PROVIDED RECORDS:
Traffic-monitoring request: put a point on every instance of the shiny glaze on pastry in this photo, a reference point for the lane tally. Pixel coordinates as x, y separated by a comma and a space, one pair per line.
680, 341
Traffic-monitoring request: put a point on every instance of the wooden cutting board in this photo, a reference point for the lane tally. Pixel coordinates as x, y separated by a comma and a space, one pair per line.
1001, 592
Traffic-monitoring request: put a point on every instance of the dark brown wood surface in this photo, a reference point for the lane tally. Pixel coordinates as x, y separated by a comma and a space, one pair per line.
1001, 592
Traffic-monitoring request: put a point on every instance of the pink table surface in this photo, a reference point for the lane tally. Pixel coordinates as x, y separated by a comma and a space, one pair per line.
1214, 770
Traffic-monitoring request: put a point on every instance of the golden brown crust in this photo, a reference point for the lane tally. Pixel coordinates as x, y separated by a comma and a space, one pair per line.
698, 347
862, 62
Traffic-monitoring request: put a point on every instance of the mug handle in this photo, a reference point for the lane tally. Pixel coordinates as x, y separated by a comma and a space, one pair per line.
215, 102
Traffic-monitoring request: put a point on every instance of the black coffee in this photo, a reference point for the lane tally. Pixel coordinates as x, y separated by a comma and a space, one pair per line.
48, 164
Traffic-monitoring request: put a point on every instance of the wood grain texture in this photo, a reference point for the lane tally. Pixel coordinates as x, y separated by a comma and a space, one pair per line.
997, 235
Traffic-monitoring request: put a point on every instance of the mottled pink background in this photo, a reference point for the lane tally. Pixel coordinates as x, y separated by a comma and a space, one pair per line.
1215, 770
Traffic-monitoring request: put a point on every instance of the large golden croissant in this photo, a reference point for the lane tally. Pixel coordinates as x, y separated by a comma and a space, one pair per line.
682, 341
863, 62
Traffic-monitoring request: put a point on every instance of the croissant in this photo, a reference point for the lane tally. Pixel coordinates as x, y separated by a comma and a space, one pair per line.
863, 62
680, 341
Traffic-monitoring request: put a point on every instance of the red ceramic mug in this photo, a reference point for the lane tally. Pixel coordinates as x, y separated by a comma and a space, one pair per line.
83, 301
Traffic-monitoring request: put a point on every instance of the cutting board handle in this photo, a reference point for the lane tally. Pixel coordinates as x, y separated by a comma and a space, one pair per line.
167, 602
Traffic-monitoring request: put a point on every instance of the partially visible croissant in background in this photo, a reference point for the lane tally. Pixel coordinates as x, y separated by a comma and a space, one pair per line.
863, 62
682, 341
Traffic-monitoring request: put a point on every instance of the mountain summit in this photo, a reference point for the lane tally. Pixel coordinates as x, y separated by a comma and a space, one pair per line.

WHAT THE EXERCISE ASKS:
Rewrite every line of the records above as a Markdown table with the columns "No." and "Line", numbering the rows in order and leaving out blank lines.

RESPONSE TO THIS TASK:
| No. | Line |
|---|---|
| 1 | Traffic-monitoring request: put a point on every instance of the shiny glaze on pastry in this photo, a reference point for the lane tally. Pixel coordinates as x, y separated by a comma and a space, one pair per line. |
| 2 | 680, 341 |
| 3 | Traffic-monitoring request: put a point on every instance of the wooden cutting board in this photo, a reference point for the lane tally. Pixel coordinates as x, y separated by a comma and a space, one pair per line. |
| 4 | 1001, 592 |
| 5 | Traffic-monitoring request: put a point on every instance of the dark brown wood surface in this photo, a reference point for the lane tally. Pixel coordinates as x, y separated by a comma and a space, one pair per line. |
| 6 | 1001, 592 |
| 7 | Traffic-monitoring request: put a point on every instance of the pink table surface in this photo, a reference point for the lane tally. Pixel coordinates as x, y separated by a comma and a space, one pair per line. |
| 8 | 1214, 770 |
| 9 | Traffic-monitoring request: put a point on every instance of the golden brown crust in this photo, a reference point for the lane tally. Pixel coordinates as x, y separated by a comma and a space, one pair per line. |
| 10 | 698, 347 |
| 11 | 862, 62 |
| 12 | Traffic-monitoring request: put a point on every instance of the mug handle in this photo, a reference point for the lane tally. Pixel coordinates as x, y separated by a comma and a space, one pair per line. |
| 13 | 215, 102 |
| 14 | Traffic-monitoring request: put a point on every instance of the black coffee in this photo, a reference point for the lane tally. Pixel coordinates as x, y separated by a comma and a space, one pair per line. |
| 15 | 48, 164 |
| 16 | Traffic-monitoring request: put a point on every instance of the wood grain texture in this photo, a reference point for the lane tally. Pixel coordinates as x, y separated by a comma and a space, one pair per line. |
| 17 | 997, 235 |
| 18 | Traffic-monitoring request: put a point on every instance of the mottled pink background in this photo, a reference point for the lane tally. Pixel coordinates as x, y separated by a comma and a space, one pair per line. |
| 19 | 1215, 770 |
| 20 | Traffic-monitoring request: put a point on every instance of the large golden croissant in this photo, a reference point for the lane tally. Pixel coordinates as x, y separated by a comma and a space, one pair per line. |
| 21 | 682, 341 |
| 22 | 863, 62 |
| 23 | Traffic-monitoring request: put a point on every instance of the croissant in this photo, a reference point for the lane tally. Pixel coordinates as x, y separated by a comma and a space, one pair per line. |
| 24 | 863, 62 |
| 25 | 680, 341 |
| 26 | Traffic-monitoring request: put a point on every instance of the red ceramic mug in this photo, a reference point for the lane tally. Pixel coordinates as x, y separated by a comma and a space, one pair per line. |
| 27 | 83, 301 |
| 28 | Traffic-monitoring request: put a point on every instance of the cutting board handle in this photo, a reference point for the lane tally. Pixel coordinates as x, y separated by a comma and a space, one pair per line. |
| 29 | 167, 602 |
| 30 | Traffic-monitoring request: put a point on every instance of the partially visible croissant in background in this photo, a reference point for the lane tally. Pixel coordinates as x, y separated by a comma and a space, one pair per line. |
| 31 | 863, 62 |
| 32 | 682, 341 |
| 33 | Traffic-monitoring request: put a point on every instance of the mountain summit in this photo, a reference point for the lane tally. Pixel coordinates as x, y separated by a comma and a space, one pair per line. |